Saved data entries:

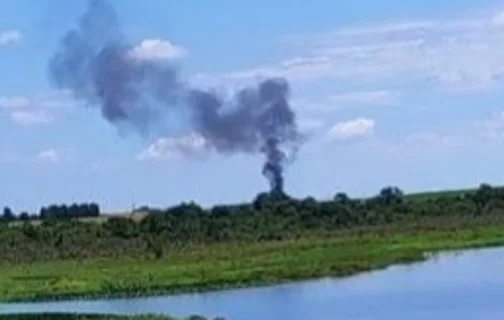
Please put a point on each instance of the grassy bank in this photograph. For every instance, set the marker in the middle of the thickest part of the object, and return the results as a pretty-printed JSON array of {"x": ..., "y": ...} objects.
[
  {"x": 237, "y": 264},
  {"x": 59, "y": 316}
]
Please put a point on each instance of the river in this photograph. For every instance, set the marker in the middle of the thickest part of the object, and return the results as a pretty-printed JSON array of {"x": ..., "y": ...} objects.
[{"x": 467, "y": 285}]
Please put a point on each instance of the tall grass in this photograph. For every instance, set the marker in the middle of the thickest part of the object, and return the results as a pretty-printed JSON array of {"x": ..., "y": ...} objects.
[{"x": 239, "y": 264}]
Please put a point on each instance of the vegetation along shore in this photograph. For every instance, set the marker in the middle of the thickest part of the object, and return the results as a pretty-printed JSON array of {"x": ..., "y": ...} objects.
[
  {"x": 63, "y": 316},
  {"x": 272, "y": 239}
]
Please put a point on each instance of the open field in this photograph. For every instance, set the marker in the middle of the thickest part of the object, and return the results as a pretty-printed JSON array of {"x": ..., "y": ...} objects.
[
  {"x": 139, "y": 215},
  {"x": 243, "y": 264}
]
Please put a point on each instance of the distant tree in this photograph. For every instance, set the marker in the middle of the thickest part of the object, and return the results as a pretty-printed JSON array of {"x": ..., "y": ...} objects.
[
  {"x": 24, "y": 216},
  {"x": 483, "y": 196},
  {"x": 391, "y": 195},
  {"x": 342, "y": 198},
  {"x": 74, "y": 211},
  {"x": 8, "y": 215},
  {"x": 94, "y": 210}
]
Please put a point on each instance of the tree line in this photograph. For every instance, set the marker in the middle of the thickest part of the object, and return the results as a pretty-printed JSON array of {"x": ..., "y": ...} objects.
[
  {"x": 54, "y": 212},
  {"x": 269, "y": 217}
]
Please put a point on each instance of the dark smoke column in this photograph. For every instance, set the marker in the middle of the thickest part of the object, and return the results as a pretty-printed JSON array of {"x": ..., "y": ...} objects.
[
  {"x": 94, "y": 61},
  {"x": 273, "y": 168}
]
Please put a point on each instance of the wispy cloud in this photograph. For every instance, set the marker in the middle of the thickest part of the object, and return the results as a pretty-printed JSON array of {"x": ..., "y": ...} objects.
[
  {"x": 456, "y": 54},
  {"x": 10, "y": 37},
  {"x": 37, "y": 110},
  {"x": 352, "y": 129},
  {"x": 365, "y": 98},
  {"x": 169, "y": 148},
  {"x": 55, "y": 155},
  {"x": 157, "y": 49}
]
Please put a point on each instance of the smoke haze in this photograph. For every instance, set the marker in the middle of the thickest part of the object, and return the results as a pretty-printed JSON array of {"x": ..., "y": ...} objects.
[{"x": 94, "y": 61}]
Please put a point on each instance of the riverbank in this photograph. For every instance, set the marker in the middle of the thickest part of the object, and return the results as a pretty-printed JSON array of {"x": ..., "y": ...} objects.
[
  {"x": 60, "y": 316},
  {"x": 235, "y": 265}
]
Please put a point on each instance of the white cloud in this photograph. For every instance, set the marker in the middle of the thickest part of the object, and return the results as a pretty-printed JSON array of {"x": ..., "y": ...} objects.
[
  {"x": 10, "y": 37},
  {"x": 357, "y": 128},
  {"x": 168, "y": 148},
  {"x": 456, "y": 54},
  {"x": 492, "y": 128},
  {"x": 51, "y": 155},
  {"x": 31, "y": 117},
  {"x": 157, "y": 49},
  {"x": 365, "y": 98},
  {"x": 36, "y": 110}
]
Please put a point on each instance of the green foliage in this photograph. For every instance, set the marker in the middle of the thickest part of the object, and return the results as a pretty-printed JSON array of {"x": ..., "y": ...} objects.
[
  {"x": 272, "y": 239},
  {"x": 270, "y": 217},
  {"x": 62, "y": 316}
]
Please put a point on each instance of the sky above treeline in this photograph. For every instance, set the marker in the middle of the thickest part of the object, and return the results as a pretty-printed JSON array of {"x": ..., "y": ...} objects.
[{"x": 405, "y": 93}]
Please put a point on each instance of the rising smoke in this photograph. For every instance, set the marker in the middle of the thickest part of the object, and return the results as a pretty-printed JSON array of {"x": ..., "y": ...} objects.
[{"x": 94, "y": 61}]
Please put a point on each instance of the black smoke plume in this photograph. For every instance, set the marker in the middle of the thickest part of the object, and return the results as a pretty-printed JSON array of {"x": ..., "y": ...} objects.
[{"x": 95, "y": 62}]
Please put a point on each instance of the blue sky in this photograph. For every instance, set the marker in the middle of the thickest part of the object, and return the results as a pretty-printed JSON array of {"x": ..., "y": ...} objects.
[{"x": 405, "y": 93}]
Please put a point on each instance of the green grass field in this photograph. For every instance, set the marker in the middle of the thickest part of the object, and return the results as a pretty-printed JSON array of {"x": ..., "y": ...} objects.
[
  {"x": 238, "y": 265},
  {"x": 54, "y": 316}
]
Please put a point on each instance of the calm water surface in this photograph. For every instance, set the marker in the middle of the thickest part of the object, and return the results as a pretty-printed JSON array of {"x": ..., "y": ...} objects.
[{"x": 467, "y": 285}]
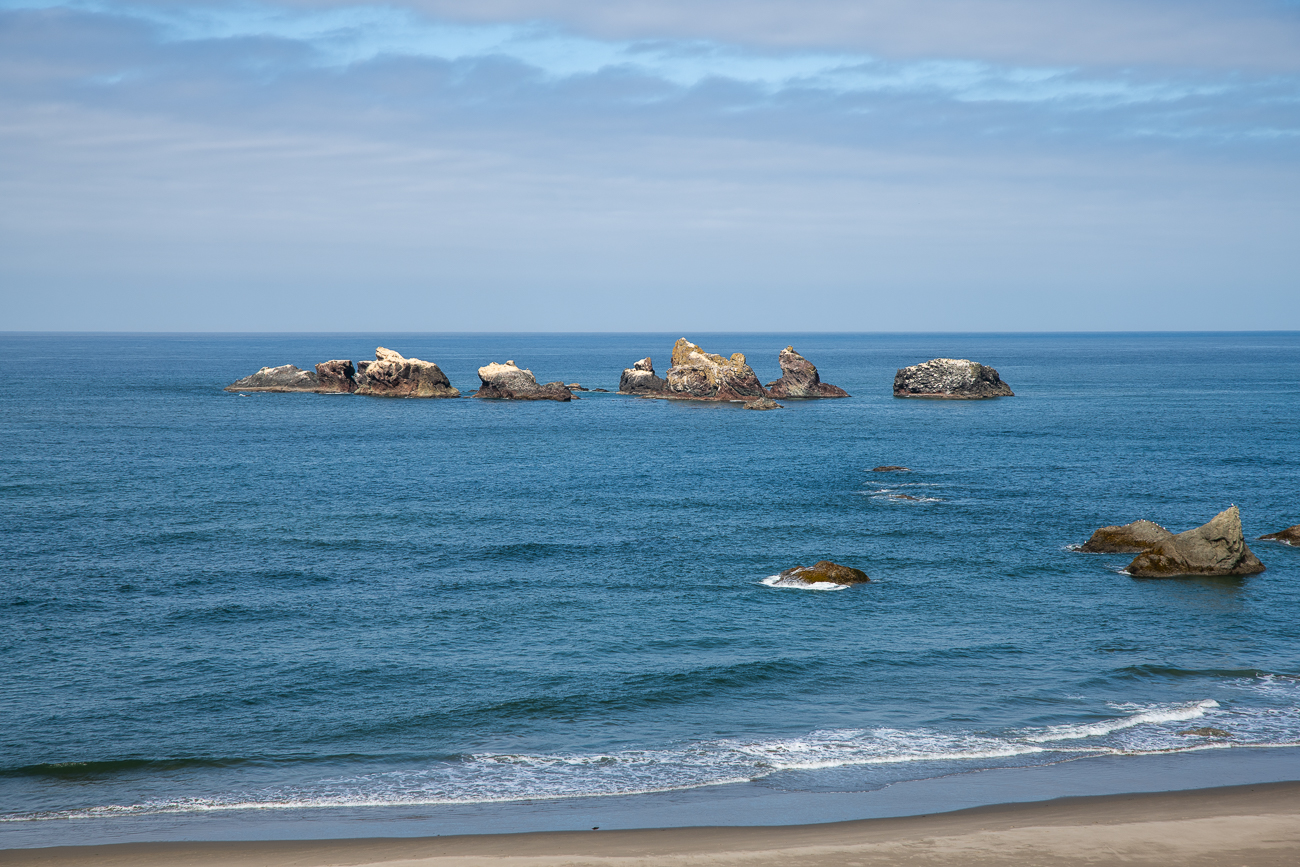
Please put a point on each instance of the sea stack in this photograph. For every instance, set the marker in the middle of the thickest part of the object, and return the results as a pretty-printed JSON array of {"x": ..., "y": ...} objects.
[
  {"x": 640, "y": 378},
  {"x": 801, "y": 380},
  {"x": 511, "y": 382},
  {"x": 950, "y": 378},
  {"x": 701, "y": 376},
  {"x": 1290, "y": 536},
  {"x": 1216, "y": 547},
  {"x": 824, "y": 571},
  {"x": 1127, "y": 538},
  {"x": 393, "y": 376}
]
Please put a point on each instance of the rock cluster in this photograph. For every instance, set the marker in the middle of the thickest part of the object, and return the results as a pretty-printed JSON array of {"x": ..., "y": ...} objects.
[
  {"x": 393, "y": 376},
  {"x": 950, "y": 378},
  {"x": 1290, "y": 536},
  {"x": 511, "y": 382},
  {"x": 1216, "y": 547},
  {"x": 824, "y": 571},
  {"x": 640, "y": 378},
  {"x": 1129, "y": 538},
  {"x": 801, "y": 380}
]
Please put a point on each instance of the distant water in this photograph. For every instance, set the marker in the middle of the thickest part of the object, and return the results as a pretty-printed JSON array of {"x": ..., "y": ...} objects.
[{"x": 211, "y": 603}]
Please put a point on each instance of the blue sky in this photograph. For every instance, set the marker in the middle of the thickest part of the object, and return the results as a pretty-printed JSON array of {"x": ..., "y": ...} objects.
[{"x": 722, "y": 165}]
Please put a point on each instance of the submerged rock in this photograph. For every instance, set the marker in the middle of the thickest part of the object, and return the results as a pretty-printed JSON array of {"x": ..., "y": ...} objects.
[
  {"x": 286, "y": 377},
  {"x": 701, "y": 376},
  {"x": 640, "y": 378},
  {"x": 1216, "y": 547},
  {"x": 1129, "y": 538},
  {"x": 336, "y": 376},
  {"x": 801, "y": 380},
  {"x": 511, "y": 382},
  {"x": 393, "y": 376},
  {"x": 952, "y": 378},
  {"x": 824, "y": 571},
  {"x": 1290, "y": 536}
]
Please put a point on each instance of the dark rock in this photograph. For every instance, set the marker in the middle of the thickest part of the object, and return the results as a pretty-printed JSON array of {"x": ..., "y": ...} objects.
[
  {"x": 393, "y": 376},
  {"x": 511, "y": 382},
  {"x": 826, "y": 571},
  {"x": 950, "y": 378},
  {"x": 1290, "y": 536},
  {"x": 801, "y": 380},
  {"x": 336, "y": 377},
  {"x": 640, "y": 378},
  {"x": 286, "y": 377},
  {"x": 1216, "y": 547},
  {"x": 701, "y": 376},
  {"x": 1129, "y": 538}
]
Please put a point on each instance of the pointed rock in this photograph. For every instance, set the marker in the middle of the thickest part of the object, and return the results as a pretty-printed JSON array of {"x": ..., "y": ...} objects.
[
  {"x": 701, "y": 376},
  {"x": 801, "y": 380},
  {"x": 1216, "y": 547}
]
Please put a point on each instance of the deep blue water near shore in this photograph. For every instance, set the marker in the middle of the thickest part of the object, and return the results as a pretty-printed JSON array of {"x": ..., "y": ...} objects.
[{"x": 212, "y": 602}]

Task prompt: Please turn the records into a Markdown table with the columns Row and Line, starting with the line that contains "Please put a point on each instance of the dark rock" and going on through the end of the records. Put a row number in Row and the line itself in Line, leaving out blank lines.

Solution below:
| Row | Line |
|---|---|
| 1 | Please put a point on each instance of the dark rock in this photograph. For every instance, set the marker in the middle of the thickest part of the object, and return the results as a pretty-printed JSON array of {"x": ..., "y": ...} objects. |
| 2 | [ |
| 3 |   {"x": 393, "y": 376}, |
| 4 |   {"x": 511, "y": 382}, |
| 5 |   {"x": 826, "y": 571}, |
| 6 |   {"x": 950, "y": 378}, |
| 7 |   {"x": 1290, "y": 536}, |
| 8 |   {"x": 801, "y": 380}, |
| 9 |   {"x": 336, "y": 377}, |
| 10 |   {"x": 640, "y": 378}, |
| 11 |   {"x": 286, "y": 377}, |
| 12 |   {"x": 1216, "y": 547}, |
| 13 |   {"x": 701, "y": 376}, |
| 14 |   {"x": 1129, "y": 538} |
| 15 | ] |
| 16 | Please put a point on each instance of the pointed rock in this photograph. For every instance, set the marker in the middle of the thickest part of the object, and return the results as a pretty-printed JSON array of {"x": ..., "y": ...} objects. |
| 17 | [ |
| 18 |   {"x": 701, "y": 376}, |
| 19 |   {"x": 801, "y": 380}, |
| 20 |   {"x": 1216, "y": 547} |
| 21 | ] |
| 22 | Please put a point on each instance of the deep blue water near shore in this photograph. For every instance, set the marker in the middle of the thickest part of the object, and return the results as a pretty-printed JSON array of {"x": ..., "y": ...} objects. |
| 23 | [{"x": 212, "y": 602}] |